> _WHAT IS BEING ASKED_
Nothing in the listing may be skipped; transcribe all of it as written.

> _DATA FOR PROCESSING_
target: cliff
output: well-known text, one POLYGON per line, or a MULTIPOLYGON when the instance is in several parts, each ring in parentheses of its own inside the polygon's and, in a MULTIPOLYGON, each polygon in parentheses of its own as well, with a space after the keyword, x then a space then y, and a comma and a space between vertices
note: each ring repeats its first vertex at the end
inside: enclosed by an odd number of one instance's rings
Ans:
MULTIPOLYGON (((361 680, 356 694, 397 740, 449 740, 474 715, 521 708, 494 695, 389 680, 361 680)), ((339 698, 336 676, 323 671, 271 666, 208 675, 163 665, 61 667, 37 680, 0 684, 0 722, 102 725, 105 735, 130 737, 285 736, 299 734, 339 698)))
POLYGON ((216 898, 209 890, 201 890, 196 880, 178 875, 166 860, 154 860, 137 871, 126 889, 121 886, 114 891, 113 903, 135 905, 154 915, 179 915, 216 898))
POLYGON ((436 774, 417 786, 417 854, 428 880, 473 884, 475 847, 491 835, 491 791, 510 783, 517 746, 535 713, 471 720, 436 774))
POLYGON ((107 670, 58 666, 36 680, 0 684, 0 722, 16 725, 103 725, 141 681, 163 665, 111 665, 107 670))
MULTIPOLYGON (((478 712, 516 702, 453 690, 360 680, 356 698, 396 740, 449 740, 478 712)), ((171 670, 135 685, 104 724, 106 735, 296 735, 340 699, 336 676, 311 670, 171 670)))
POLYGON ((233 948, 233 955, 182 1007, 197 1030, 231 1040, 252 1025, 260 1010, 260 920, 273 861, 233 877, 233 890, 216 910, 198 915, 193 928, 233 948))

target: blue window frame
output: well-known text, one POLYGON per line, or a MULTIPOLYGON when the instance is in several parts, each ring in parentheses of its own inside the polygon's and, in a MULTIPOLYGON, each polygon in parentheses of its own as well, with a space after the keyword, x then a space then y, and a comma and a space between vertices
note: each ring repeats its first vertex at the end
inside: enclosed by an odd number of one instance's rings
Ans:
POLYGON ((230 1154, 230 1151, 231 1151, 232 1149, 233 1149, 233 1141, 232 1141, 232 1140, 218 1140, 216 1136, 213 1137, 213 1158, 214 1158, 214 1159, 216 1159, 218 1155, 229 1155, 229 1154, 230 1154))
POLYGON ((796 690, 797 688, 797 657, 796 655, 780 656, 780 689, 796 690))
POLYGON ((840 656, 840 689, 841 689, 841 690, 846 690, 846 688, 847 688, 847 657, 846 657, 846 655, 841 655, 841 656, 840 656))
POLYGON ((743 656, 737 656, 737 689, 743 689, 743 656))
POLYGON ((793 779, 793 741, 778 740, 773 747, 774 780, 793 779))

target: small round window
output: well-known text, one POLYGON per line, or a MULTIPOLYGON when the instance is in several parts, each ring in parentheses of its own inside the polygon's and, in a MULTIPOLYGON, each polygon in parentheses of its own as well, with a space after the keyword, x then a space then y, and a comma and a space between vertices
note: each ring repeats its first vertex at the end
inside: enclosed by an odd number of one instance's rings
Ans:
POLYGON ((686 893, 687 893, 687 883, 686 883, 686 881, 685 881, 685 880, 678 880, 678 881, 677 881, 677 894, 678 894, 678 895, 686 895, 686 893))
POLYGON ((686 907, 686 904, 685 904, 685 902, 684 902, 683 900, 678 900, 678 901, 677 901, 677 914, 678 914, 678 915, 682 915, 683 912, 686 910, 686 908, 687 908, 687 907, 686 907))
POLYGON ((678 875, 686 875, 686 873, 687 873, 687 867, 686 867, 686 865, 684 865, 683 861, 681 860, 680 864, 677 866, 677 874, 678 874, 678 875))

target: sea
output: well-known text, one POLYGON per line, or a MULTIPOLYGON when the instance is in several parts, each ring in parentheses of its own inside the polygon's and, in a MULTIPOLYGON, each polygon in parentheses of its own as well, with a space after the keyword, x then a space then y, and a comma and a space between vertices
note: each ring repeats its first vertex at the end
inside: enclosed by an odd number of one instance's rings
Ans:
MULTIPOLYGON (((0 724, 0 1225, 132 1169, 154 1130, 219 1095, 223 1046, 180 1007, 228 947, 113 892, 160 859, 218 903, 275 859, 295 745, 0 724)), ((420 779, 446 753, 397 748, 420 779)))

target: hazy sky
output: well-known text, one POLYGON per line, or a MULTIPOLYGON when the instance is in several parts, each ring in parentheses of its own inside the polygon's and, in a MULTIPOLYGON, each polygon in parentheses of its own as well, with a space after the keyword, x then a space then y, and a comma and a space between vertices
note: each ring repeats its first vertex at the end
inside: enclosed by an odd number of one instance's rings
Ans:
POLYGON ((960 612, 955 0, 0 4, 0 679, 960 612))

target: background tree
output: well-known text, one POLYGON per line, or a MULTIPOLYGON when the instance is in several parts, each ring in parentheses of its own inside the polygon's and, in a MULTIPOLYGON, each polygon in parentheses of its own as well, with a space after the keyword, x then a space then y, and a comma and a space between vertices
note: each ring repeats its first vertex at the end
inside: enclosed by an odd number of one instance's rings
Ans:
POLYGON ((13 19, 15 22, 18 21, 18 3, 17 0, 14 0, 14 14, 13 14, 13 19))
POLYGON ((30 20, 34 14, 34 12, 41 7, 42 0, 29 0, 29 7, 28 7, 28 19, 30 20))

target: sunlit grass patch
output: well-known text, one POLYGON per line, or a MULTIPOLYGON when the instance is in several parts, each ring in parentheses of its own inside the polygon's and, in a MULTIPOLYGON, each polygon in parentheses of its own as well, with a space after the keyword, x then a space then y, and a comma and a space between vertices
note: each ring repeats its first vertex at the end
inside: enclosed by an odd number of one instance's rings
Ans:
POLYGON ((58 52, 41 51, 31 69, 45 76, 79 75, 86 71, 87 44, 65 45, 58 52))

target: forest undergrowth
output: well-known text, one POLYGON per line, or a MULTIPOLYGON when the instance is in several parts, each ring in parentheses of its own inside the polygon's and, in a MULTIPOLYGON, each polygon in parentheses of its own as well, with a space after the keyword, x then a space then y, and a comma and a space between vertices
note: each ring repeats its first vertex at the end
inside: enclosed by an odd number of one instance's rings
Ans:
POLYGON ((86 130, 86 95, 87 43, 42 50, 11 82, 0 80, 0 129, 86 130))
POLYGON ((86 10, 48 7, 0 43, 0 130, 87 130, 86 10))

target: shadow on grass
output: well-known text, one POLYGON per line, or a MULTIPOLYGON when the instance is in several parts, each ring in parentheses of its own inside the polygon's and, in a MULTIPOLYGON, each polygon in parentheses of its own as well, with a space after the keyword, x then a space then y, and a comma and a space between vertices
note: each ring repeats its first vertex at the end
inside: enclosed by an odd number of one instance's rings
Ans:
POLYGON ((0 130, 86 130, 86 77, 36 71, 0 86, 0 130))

> _ANSWER SECTION_
target: cliff
output: well-known text, one POLYGON per line, or a MULTIPOLYGON when the instance is in several parts, each ring in parentheses of its own inside the polygon's and, in a MULTIPOLYGON, each polygon in parentheses of its own as well, with a space after the keyword, x then a space then y, and a comma and a space between vertices
note: each ring repeats its first vertex at the end
inside: enclosed by an odd number of one instance's rings
Ans:
MULTIPOLYGON (((361 680, 356 694, 397 740, 449 740, 474 715, 521 708, 494 695, 389 680, 361 680)), ((339 698, 336 676, 323 671, 271 666, 208 675, 163 665, 61 667, 37 680, 0 684, 0 722, 102 725, 105 735, 130 737, 285 736, 299 734, 339 698)))
POLYGON ((216 898, 209 890, 201 890, 196 880, 178 875, 166 860, 154 860, 137 871, 126 889, 121 886, 114 891, 113 903, 135 905, 154 915, 179 915, 216 898))
POLYGON ((436 774, 417 786, 417 854, 428 880, 473 884, 475 847, 491 835, 491 791, 510 783, 517 746, 535 713, 471 720, 436 774))
POLYGON ((107 670, 58 666, 36 680, 0 684, 0 722, 16 725, 103 725, 141 681, 163 665, 111 665, 107 670))
MULTIPOLYGON (((478 712, 516 702, 453 690, 360 680, 356 698, 396 740, 449 740, 478 712)), ((171 670, 135 685, 104 724, 106 735, 296 735, 340 699, 336 676, 311 670, 171 670)))
POLYGON ((233 948, 233 955, 182 1007, 197 1030, 231 1040, 252 1025, 260 1010, 260 920, 273 861, 233 877, 233 890, 216 910, 198 915, 193 928, 233 948))

target: blue window frame
output: well-known text, one POLYGON per line, or a MULTIPOLYGON when the instance is in several parts, each ring in parentheses of its own inside the polygon's and, in a MULTIPOLYGON, each polygon in parentheses of its own as well, with a space after the keyword, x then a space then y, and a comma and a space between vertices
note: each ring repeats its first vertex at the end
inside: enclosed by an odd number of one instance's rings
Ans:
POLYGON ((230 1154, 230 1151, 231 1151, 232 1149, 233 1149, 233 1141, 232 1141, 232 1140, 218 1140, 216 1136, 213 1137, 213 1158, 214 1158, 214 1159, 216 1159, 218 1155, 229 1155, 229 1154, 230 1154))
POLYGON ((796 690, 797 688, 797 657, 796 655, 780 656, 780 689, 796 690))
POLYGON ((840 656, 840 689, 841 689, 841 690, 846 690, 846 688, 847 688, 847 657, 846 657, 846 655, 841 655, 841 656, 840 656))
POLYGON ((743 656, 737 656, 737 689, 743 689, 743 656))
POLYGON ((793 779, 793 741, 778 740, 773 747, 774 780, 793 779))

target: small round window
output: well-known text, one POLYGON per line, or a MULTIPOLYGON when the instance is in several parts, each ring in parentheses of its own inside the polygon's and, in a MULTIPOLYGON, each polygon in parentheses of its own as well, with a space after the keyword, x then a space then y, and a comma and a space between vertices
note: each ring repeats its first vertex at the end
inside: enclosed by an odd number of one instance's rings
Ans:
POLYGON ((686 893, 687 893, 687 883, 686 883, 686 881, 685 881, 685 880, 678 880, 678 881, 677 881, 677 894, 678 894, 678 895, 686 895, 686 893))
POLYGON ((686 907, 686 904, 685 904, 685 902, 684 902, 683 900, 678 900, 678 901, 677 901, 677 914, 678 914, 678 915, 682 915, 683 912, 686 910, 686 908, 687 908, 687 907, 686 907))
POLYGON ((678 875, 686 875, 686 873, 687 873, 687 867, 686 867, 686 865, 684 865, 683 861, 681 860, 680 864, 677 866, 677 874, 678 874, 678 875))

target: sea
output: well-known text, one POLYGON per line, or a MULTIPOLYGON when the instance is in several parts, each ring in parentheses of its own inside the polygon's and, in a MULTIPOLYGON, each polygon in parentheses of its own as well, with a space after the keyword, x then a space then y, and a comma and a space between vertices
note: each ring repeats its first vertex at the end
inside: enclosed by an odd number of one instance's rings
Ans:
MULTIPOLYGON (((0 724, 0 1225, 132 1169, 154 1130, 219 1095, 223 1046, 180 1007, 228 947, 113 892, 160 859, 218 903, 275 859, 295 745, 0 724)), ((420 779, 446 753, 397 748, 420 779)))

target: hazy sky
output: well-known text, one POLYGON per line, or a MULTIPOLYGON when the instance is in several parts, each ring in parentheses of its own inside the polygon's and, in a MULTIPOLYGON, each polygon in parentheses of its own as well, with a space after the keyword, x then a space then y, and a comma and a space between vertices
note: each ring repeats its first vertex at the end
inside: enclosed by an odd number of one instance's rings
Ans:
POLYGON ((960 612, 955 0, 0 4, 0 679, 960 612))

target: background tree
output: well-known text, one POLYGON per line, or a MULTIPOLYGON when the instance is in several parts, each ring in parentheses of its own inside the polygon's and, in a MULTIPOLYGON, each polygon in parentheses of its own as well, with a space after the keyword, x then a space then y, and a comma and a space between vertices
note: each ring repeats its first vertex at the end
inside: enclosed by an odd number of one instance's rings
Ans:
POLYGON ((13 19, 15 22, 18 21, 18 3, 17 0, 14 0, 14 14, 13 14, 13 19))
POLYGON ((30 20, 34 14, 34 12, 41 7, 42 0, 29 0, 29 7, 28 7, 28 19, 30 20))

target: sunlit grass patch
output: well-known text, one POLYGON per line, or a MULTIPOLYGON when the instance is in several parts, each ring in parentheses of its own inside the polygon's and, in a MULTIPOLYGON, each polygon in parentheses of its own as well, with a space after the keyword, x then a space then y, and a comma and a space between vertices
note: each ring repeats its first vertex at the end
inside: enclosed by an odd number of one instance's rings
Ans:
POLYGON ((58 52, 41 51, 31 69, 45 76, 79 75, 86 71, 87 44, 65 45, 58 52))

target: forest undergrowth
output: well-known text, one POLYGON per line, or a MULTIPOLYGON when the instance is in several parts, each ring in parentheses of its own inside the polygon's and, in a MULTIPOLYGON, each polygon in parentheses of its own as well, with a space after the keyword, x then a space then y, and a comma and a space between vertices
note: each ring repeats its first vertex at the end
inside: enclosed by an odd number of one instance's rings
Ans:
POLYGON ((86 130, 86 95, 87 43, 42 50, 11 82, 0 80, 0 129, 86 130))
POLYGON ((86 10, 48 7, 0 43, 0 130, 87 130, 86 10))

target: shadow on grass
output: well-known text, one POLYGON per line, or a MULTIPOLYGON when the instance is in several parts, each ring in parentheses of its own inside the polygon's and, in a MULTIPOLYGON, each polygon in parentheses of its own as well, with a space after the keyword, x then a space then y, and a comma and a space between vertices
note: each ring repeats its first vertex at the end
inside: enclosed by an odd number of one instance's rings
Ans:
POLYGON ((0 130, 86 130, 86 77, 36 71, 0 86, 0 130))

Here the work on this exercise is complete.